Description of the task:
Word for word, and without a single picture, repeat the entries.

(Natural-language object grounding data)

::::::

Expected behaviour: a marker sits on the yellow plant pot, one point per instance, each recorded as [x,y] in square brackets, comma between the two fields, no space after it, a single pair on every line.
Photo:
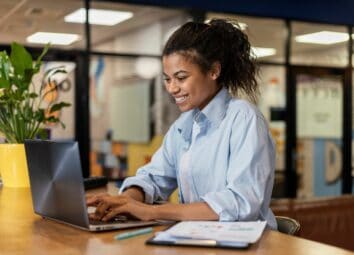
[13,165]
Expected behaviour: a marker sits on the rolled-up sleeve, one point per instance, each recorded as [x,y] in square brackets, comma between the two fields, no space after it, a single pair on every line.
[250,172]
[157,178]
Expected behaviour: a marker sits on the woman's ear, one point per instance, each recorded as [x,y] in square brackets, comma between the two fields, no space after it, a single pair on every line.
[215,70]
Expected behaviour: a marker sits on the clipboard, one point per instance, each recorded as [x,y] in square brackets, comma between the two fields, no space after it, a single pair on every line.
[231,235]
[198,243]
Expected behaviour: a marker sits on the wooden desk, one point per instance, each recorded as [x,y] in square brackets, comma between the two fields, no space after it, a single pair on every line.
[23,232]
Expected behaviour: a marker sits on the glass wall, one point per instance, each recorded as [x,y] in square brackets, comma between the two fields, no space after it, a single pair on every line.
[127,96]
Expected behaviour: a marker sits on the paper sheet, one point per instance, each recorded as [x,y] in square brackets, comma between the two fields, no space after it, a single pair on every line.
[248,232]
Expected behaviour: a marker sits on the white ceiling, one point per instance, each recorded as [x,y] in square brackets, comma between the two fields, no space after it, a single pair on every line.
[21,18]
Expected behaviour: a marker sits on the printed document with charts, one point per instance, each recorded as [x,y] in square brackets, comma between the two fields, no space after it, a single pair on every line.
[219,232]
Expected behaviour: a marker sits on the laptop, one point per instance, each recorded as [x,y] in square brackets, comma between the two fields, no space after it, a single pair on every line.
[57,186]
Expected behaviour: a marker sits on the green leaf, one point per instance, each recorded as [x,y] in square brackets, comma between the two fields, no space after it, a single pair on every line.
[33,95]
[20,59]
[4,70]
[4,83]
[58,106]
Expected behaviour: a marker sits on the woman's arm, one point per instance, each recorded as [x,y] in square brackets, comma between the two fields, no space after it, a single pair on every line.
[179,212]
[107,207]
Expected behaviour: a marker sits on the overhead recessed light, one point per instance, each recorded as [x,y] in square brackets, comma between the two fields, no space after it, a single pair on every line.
[260,52]
[241,25]
[53,38]
[98,17]
[323,37]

::::::

Solution for this problem:
Expected behaviour: a marker sits on the yellow plant pot, one point per instance, each recorded as [x,y] in square brackets, comma between the two fields, no space after it, a single pair on every line.
Photo:
[13,165]
Expected behaviour: a marker sits on the rolled-up sleeve, one point per instance, each recorded as [x,y] in square brackets, comma between the two fields, no space after it, a single pair on every line.
[250,172]
[157,178]
Expected behaviour: a marker sits on the woman's ear, one point per instance, each recorded as [x,y] in square brackets, comma between the two fields, no space after it, a single pair on every line.
[215,70]
Expected behaviour: a marker sits on the clipboard, one point per instance, each recorded as [x,y] in square brackets, comma between the two fields, no space after it, a single pair on every line.
[231,235]
[198,243]
Expected behaviour: a marker sits on the wooden desk, one point per instance, each recorded as [x,y] in square brackets, comma between the two fields, no space after it, a single pair on every line.
[23,232]
Expected behaviour: a marker sits on the glass wall, one point per instance, each recorded as [x,y] in square brackets, comma between the two fields, no space after it, a single pair on every line.
[127,96]
Expected behaviour: a marker sits on the paper sheet, one point per instance, each recorded as [x,y] in square brackets, comma between the two fields, no space after it, a single pair on every line.
[248,232]
Expected behaviour: a marker sits on the white ceiling, one point per instance, each recorded as [x,y] in square brackets, comma between the two fields, no space after it, a single pair on every line.
[21,18]
Expected behaviour: a marker sits on the printed document with charts, one point per instance, each recorded as [x,y] in square brackets, comma between the two fields, no space after it, a single pair on every line.
[219,232]
Expected behaviour: a marker sits on the laptop, one point per instance, each recorded as [x,y] in square brackets, comma between the two fields, no space after it, a single pair on every line.
[57,186]
Expected behaviour: a marker sits on the green leaf, one point per instance, each recorded as [x,y] in square brackets, comma between the two fields, no space after it, a single pair on every line.
[33,95]
[20,59]
[4,70]
[4,83]
[58,106]
Expected behaviour: a marker sits on the woman's arm, one point per instance, each recorded as [x,y] in square brackets, comma between the two fields, no space after it, a single pair on every line.
[179,212]
[107,207]
Expected behaviour: a marker sits on the overhead recessed light, one point per instance, each recorded as [x,y] in square brackets, comma between the two fields, no space after it, a single pair on every line.
[260,52]
[241,25]
[53,38]
[98,17]
[323,37]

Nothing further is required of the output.